Entries shown section start

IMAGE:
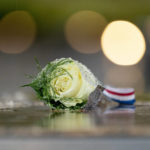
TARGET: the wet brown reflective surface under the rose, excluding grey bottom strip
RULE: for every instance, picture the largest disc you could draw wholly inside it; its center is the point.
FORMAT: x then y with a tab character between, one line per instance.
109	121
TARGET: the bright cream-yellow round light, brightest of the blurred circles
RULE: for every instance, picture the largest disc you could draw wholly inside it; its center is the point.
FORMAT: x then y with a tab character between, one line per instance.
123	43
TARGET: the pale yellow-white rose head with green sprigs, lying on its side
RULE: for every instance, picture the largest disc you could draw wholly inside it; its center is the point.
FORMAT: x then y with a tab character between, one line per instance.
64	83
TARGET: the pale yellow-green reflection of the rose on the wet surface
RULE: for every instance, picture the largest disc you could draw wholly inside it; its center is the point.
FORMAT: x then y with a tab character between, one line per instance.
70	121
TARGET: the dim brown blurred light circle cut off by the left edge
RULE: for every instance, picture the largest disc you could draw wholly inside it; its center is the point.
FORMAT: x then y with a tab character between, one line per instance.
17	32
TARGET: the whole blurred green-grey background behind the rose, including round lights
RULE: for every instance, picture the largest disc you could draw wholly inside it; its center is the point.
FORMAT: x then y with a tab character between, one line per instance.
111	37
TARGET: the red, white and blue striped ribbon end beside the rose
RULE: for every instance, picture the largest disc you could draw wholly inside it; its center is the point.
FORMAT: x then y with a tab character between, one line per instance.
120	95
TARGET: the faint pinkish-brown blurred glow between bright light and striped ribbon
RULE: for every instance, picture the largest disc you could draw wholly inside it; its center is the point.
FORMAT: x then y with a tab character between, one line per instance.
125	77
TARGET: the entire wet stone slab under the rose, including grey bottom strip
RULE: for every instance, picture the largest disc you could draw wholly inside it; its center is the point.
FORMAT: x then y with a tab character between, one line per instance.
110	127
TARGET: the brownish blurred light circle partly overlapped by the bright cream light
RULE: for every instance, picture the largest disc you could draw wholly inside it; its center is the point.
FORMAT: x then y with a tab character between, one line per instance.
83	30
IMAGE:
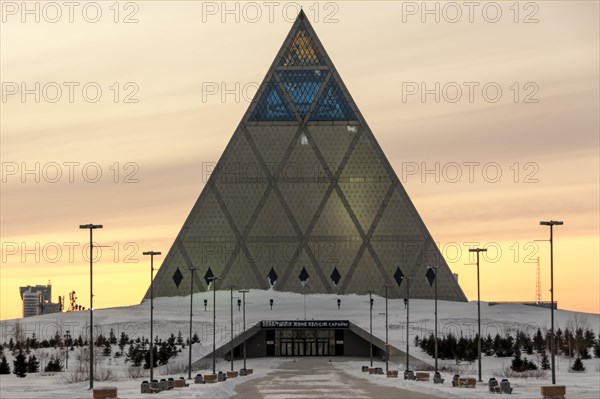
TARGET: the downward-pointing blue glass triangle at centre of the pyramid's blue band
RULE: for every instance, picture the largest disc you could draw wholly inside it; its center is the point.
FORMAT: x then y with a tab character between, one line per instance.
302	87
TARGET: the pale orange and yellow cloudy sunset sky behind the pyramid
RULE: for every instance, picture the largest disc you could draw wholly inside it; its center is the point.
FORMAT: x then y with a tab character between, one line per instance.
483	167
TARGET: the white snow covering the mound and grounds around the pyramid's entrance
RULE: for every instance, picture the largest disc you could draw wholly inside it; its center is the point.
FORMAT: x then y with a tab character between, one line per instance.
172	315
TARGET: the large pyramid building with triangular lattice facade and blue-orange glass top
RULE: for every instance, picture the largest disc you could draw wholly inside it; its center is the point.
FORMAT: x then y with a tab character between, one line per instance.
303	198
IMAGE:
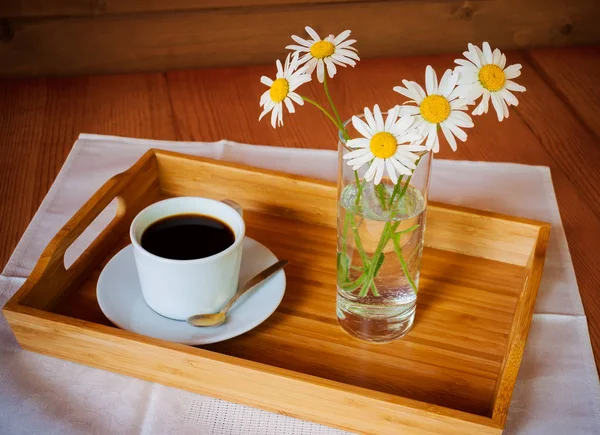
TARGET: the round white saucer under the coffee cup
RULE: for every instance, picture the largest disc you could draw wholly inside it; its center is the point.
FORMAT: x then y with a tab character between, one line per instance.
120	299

Entries shown section end

**Aim of the exercise**
With every picture removed, give the entries above again exactly.

**Task solution**
IMAGE:
TARGET: the wet brown reflective surface under the rose, excluding grey bottom strip
RULE: for every instance, picture the largest disc you could draw wholly inside it; its center is the point.
FORMAT: x then y with a tab character between, one line per instance.
109	121
TARGET: the bright cream-yellow round light, brightest of the blurred circles
RULE: for every instance, picture the largest disc you could draw wholly inside it; its center is the point.
FORMAT: x then y with a tab character between, one line per instance.
123	43
TARGET: the pale yellow-white rose head with green sprigs, lying on its side
RULE: for every instance, picture the largest disc you could draw wholly inside it; its center is the point.
FORMAT: x then y with a tab character between, one line per instance.
64	83
TARGET: the pale yellow-green reflection of the rose on the wet surface
RULE: for every instance, picture the largest disc you could draw wholly inside it; its center is the point.
FORMAT: x then y with a tab character between, one line per instance.
70	121
TARGET: the dim brown blurred light circle cut off by the left edge
RULE: for every instance, picture the largest disc you could draw wholly inside it; its center is the point.
FORMAT: x then y with a tab character between, one line per instance.
17	32
TARGET: the whole blurred green-grey background behind the rose, including round lights
RULE: for every instance, picture the largest disc you could draw wholly inside it; its center is the point.
FORMAT: x then y with a tab character between, one line per instance.
111	37
TARGET: the red, white and blue striped ribbon end beside the rose
RULE: for every instance, picture the largest disc you could draw wholly inside it; its center is the point.
FORMAT: x then y with a tab character between, one line per instance.
120	95
TARGET: the faint pinkish-brown blurred glow between bright light and striped ribbon
RULE: for every instance, picture the largest disc you could draw wholly inside it; its center is the point.
FORMAT: x then y with a tab character between, one line per instance.
125	77
TARGET: the entire wet stone slab under the rose, including grey bottom strip
RULE: for every instance, picture the largest disc you could draw wholly inside it; its center is the point.
FORMAT: x then y with a tab character between, one line per instance.
110	127
TARGET: the brownish blurred light circle partly overlapped by the bright cream light
RULE: for every instance, picture the largest disc you could draw wholly inside it; its center is the point.
FORMAT: x then y with a tab character between, one line per instance.
83	30
IMAGE:
TARGET: the downward-pointing blue glass triangle at centre of the pyramid's blue band
RULE: for every instance, picture the largest disc you could draw wholly inside it; its center is the point.
FORMAT: x then y with a tab character between, one line per instance.
302	87
TARGET: the pale orange and yellow cloudy sunset sky behind the pyramid
RULE: for every instance, picture the largest disc you could draw wholly inside it; its center is the point.
FORMAT: x then y with a tab character between, one line per instance.
483	167
TARGET: the white snow covering the mound and grounds around the pyramid's entrance
RULE: for every instance, picture the largest disc you could draw wholly inside it; its center is the point.
FORMAT: x then y with a tab character between, one line per instance.
172	315
TARGET: the large pyramid building with triangular lattice facade and blue-orange glass top
RULE: for every instance, picture the largest disc you could draw wholly inside it; its center is the point.
FORMAT: x then y with a tab character between, one line per instance.
303	198
IMAGE:
TARGET: the round white saucer under the coffee cup
RULE: for every instance, picture the largest disc you could draw wholly inside it; its center is the point.
FORMAT: x then y with a tab character between, one line per instance.
120	299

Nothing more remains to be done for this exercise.